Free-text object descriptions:
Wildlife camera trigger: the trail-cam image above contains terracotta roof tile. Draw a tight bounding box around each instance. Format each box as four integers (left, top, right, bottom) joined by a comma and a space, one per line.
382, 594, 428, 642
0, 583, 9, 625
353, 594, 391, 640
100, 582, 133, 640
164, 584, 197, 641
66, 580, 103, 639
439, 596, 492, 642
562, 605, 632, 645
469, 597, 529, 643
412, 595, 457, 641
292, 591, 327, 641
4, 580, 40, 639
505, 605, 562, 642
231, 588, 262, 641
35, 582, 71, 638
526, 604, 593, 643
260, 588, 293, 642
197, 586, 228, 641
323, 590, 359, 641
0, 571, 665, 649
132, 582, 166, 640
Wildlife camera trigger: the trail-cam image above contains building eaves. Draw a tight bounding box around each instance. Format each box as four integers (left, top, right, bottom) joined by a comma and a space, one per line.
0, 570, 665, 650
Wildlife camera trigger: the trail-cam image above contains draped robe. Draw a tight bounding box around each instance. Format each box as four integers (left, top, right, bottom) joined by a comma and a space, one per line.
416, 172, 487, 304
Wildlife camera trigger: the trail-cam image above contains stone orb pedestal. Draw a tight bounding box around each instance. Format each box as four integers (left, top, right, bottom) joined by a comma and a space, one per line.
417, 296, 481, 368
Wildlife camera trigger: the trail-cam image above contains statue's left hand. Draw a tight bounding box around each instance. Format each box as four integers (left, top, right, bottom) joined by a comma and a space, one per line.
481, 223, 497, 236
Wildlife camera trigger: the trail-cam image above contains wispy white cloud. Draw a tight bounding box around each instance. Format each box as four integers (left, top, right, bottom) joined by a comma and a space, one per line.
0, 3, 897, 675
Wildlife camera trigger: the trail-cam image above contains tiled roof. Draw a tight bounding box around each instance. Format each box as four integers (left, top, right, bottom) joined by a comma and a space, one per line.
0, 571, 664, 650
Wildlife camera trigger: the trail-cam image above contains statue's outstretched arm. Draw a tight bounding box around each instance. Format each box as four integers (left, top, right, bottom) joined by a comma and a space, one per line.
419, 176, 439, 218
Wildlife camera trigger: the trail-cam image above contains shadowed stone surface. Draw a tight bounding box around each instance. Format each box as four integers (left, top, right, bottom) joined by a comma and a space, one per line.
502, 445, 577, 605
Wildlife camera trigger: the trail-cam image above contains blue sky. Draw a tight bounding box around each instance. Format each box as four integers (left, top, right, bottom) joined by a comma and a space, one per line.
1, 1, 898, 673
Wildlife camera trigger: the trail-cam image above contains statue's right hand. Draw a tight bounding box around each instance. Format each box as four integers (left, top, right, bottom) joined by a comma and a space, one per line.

- WORK REQUEST -
Your answer should consist of every entry, repeated exactly.

- FINISHED TASK -
Wildlife camera trigger: the trail-cam image above contains terracotta roof tile. Draw a tight bounding box around each instance. Format each box as four integers (left, top, right, bottom) joined by a comma and a space, one per line.
382, 594, 428, 642
0, 583, 9, 625
353, 594, 391, 640
100, 582, 133, 640
164, 584, 197, 641
66, 580, 103, 639
439, 596, 492, 642
562, 605, 632, 645
469, 597, 529, 643
412, 595, 457, 641
292, 591, 327, 641
4, 580, 40, 639
505, 605, 562, 642
231, 588, 262, 641
35, 582, 71, 638
526, 604, 593, 643
260, 588, 293, 642
197, 586, 228, 641
323, 590, 359, 641
0, 571, 665, 649
132, 582, 166, 640
Wildlife camera trigger: the trail-cam image above contains building eaves. Draw a tight bounding box around each instance. Format each box as four integers (left, top, right, bottom) joined by a comma and a space, one per line.
0, 570, 665, 650
Wildlife camera trigger: the trail-cam image above contains draped robe. Draw a tight bounding box around each instance. Format each box as four integers (left, top, right, bottom) joined by a comma and a space, one per line.
416, 172, 487, 304
Wildlife camera trigger: the trail-cam image above contains stone orb pedestal. Draw a tight bounding box around each instance. Format each box as four integers (left, top, right, bottom) joined by a comma and a space, one per line.
417, 296, 481, 368
Wildlife camera trigger: the trail-cam image above contains statue's left hand. Draw a tight bounding box around each instance. Format each box as four integers (left, top, right, bottom) joined by a comma and a space, one per line.
481, 223, 497, 236
Wildlife camera trigger: the trail-cam image above contains wispy white cloud. Draw a tight bounding box around each instance. Format each box as four integers (left, top, right, bottom) joined by a comma and a space, one per line.
0, 3, 897, 675
Wildlife camera trigger: the trail-cam image above contains tiled roof. Draw a tight bounding box around each instance. Format each box as four integers (left, top, right, bottom) joined by a comma and a space, one per line.
0, 571, 664, 650
Wildlife camera trigger: the trail-cam image above contains statue's outstretched arm. Draw a tight bounding box around each instance. Format each box as four integers (left, top, right, bottom) joined by a comma and a space, one per line.
419, 176, 439, 218
Wildlife camera trigger: the trail-cam image above contains shadowed stone surface. Draw a tight bounding box around each instance. Format each box as four integers (left, top, right, bottom) joined by a comma and a space, one per line.
502, 445, 577, 605
Wildlife camera trigger: the trail-cam image above contains blue sky. Draw a tight bounding box around each instance. Format each box as four integers (left, top, right, bottom) joined by a comma and a space, one per line.
1, 1, 898, 673
Wildlife camera trigger: the trail-cam image above contains statue's right hand. Draw a tight bounding box around each instance. Format each box as four integers (left, top, right, bottom) joined by a comma and a space, one per line.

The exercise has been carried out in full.